**MATERIAL:**
»»

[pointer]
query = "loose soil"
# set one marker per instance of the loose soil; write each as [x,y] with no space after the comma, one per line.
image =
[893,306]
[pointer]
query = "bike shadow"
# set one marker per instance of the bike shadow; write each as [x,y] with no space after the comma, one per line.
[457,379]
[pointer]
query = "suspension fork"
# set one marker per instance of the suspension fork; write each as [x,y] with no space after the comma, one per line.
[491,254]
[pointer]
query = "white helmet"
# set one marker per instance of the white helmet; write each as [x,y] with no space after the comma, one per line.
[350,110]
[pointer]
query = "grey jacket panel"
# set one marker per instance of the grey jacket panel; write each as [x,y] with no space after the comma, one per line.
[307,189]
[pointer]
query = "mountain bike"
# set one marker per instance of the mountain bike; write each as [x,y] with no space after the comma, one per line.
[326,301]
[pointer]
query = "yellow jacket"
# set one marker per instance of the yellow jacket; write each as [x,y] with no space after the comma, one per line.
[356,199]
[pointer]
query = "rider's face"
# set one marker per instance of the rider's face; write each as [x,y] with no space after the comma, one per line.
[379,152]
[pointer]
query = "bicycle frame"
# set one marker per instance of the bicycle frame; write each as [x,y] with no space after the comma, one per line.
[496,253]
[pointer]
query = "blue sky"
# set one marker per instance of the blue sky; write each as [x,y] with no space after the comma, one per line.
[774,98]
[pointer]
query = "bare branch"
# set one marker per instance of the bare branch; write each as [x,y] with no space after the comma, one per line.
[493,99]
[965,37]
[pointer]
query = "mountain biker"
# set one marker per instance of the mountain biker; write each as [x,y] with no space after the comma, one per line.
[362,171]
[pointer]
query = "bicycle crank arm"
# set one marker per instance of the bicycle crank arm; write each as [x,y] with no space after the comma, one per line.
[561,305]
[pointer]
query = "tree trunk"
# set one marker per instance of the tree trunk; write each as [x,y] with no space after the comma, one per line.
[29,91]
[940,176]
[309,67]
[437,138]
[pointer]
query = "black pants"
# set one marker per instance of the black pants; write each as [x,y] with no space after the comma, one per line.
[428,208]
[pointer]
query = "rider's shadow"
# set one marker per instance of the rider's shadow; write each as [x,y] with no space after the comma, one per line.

««

**YOUR INSTRUCTIONS:**
Give back all the records exactly as they stand.

**RESPONSE TO THIS EXERCISE:**
[pointer]
query = "loose soil"
# set one marker per instance of the loose soil; write each as [x,y] with no space after the comma, one per line.
image =
[893,306]
[pointer]
query = "bike shadow"
# set one marker per instance of the bike shadow; write each as [x,y] with no space after the comma, one per line.
[457,379]
[pointer]
query = "suspension fork"
# set one marker per instance of the suspension fork; write each as [x,y] with no space after the comma, one per line.
[491,254]
[pointer]
query = "white helmet"
# set one marker per instance of the white helmet; write each as [x,y] with no space after the comma, one per line.
[350,110]
[pointer]
query = "grey jacket panel"
# set one marker per instance of the grey jacket panel; write each as [x,y] with no space after the comma, one per line.
[307,189]
[pointer]
query = "mountain bike"
# set one marker per instance of the mountain bike; write each as [x,y] with no space after the comma, one per line.
[326,301]
[pointer]
query = "yellow jacket"
# set one marker per instance of the yellow jacket; write each as [x,y] with no space after the comma, one per line.
[356,199]
[pointer]
query = "rider's face"
# set one marker per instance of the rider's face; write each as [x,y] with no space after the comma, one per line.
[379,152]
[pointer]
query = "bicycle frame"
# set one marker per instance of the bicycle frame; write each as [x,y] with no space after the comma, one per line.
[496,253]
[pointer]
query = "blue sky"
# set one marker per instance of the blue sky; write each as [x,y] with no space after the comma, one per line.
[774,98]
[pointer]
query = "bare branch"
# set one marker per instance of the bare branch; write each as [x,y] with no space after the comma, one per line.
[493,99]
[965,37]
[pointer]
query = "mountain biker"
# set one marker per instance of the mountain biker; write each as [x,y] with no space after the comma, one per line.
[362,171]
[pointer]
query = "bicycle crank arm"
# set one marker per instance of the bicycle crank arm; write each as [x,y] with no space after the comma, one per line.
[561,305]
[pointer]
query = "tree trunk"
# set one marker per instance of the tree trunk; write each as [x,y] with no space after the comma, one per line.
[29,91]
[940,176]
[309,67]
[437,138]
[pointer]
query = "black pants"
# set one marker per instance of the black pants; write each as [x,y] with no space after the comma, one per line.
[428,208]
[pointer]
query = "rider's shadow"
# set one marker per instance of the rider's shadow; write each as [x,y] with no space after the comma, one per line.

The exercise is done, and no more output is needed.